Data for this exercise:
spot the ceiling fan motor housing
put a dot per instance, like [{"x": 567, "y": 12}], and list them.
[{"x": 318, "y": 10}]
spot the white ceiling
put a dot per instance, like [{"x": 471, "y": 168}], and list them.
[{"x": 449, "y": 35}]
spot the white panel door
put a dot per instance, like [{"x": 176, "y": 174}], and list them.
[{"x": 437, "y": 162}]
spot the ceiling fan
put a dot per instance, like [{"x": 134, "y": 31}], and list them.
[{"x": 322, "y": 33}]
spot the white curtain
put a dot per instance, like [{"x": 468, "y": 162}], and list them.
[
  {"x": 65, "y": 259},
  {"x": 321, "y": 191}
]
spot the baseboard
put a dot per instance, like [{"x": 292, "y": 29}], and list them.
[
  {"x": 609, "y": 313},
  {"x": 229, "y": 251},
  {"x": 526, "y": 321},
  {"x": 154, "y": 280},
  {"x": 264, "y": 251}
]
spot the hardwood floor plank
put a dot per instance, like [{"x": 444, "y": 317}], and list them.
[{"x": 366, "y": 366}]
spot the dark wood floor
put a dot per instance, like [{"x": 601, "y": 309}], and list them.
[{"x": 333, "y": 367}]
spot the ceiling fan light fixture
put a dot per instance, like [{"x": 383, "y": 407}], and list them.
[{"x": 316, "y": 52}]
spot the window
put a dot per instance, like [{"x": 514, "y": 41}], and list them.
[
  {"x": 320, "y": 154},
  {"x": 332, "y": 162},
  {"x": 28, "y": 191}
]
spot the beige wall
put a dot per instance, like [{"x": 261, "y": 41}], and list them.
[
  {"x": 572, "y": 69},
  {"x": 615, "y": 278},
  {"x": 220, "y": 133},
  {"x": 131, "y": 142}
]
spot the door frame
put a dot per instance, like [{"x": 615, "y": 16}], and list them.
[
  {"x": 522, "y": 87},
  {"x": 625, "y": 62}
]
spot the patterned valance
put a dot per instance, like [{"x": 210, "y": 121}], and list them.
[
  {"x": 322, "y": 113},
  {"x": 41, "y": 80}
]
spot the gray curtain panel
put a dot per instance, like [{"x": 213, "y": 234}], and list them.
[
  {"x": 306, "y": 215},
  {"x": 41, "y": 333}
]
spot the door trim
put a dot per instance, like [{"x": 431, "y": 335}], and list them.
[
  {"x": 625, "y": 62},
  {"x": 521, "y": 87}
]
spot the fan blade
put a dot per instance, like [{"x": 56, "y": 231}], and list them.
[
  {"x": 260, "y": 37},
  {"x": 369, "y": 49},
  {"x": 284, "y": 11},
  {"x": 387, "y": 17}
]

Task statement: Write out, exactly and with nothing else, the lines of the listing above from its first line through the line with "spot the baseboard".

Task result:
spot the ceiling fan motor housing
put a dot per instance, like [{"x": 567, "y": 12}], and list them.
[{"x": 318, "y": 10}]
spot the white ceiling
put a dot per instance, like [{"x": 471, "y": 168}], and list them.
[{"x": 449, "y": 35}]
spot the white panel door
put a dot per instance, like [{"x": 176, "y": 174}], and list them.
[{"x": 437, "y": 162}]
spot the ceiling fan
put a dot per instance, like [{"x": 134, "y": 31}], and list them.
[{"x": 322, "y": 33}]
spot the white curtain
put a dot per instance, like [{"x": 468, "y": 162}], and list them.
[
  {"x": 65, "y": 259},
  {"x": 321, "y": 191}
]
spot the baseboard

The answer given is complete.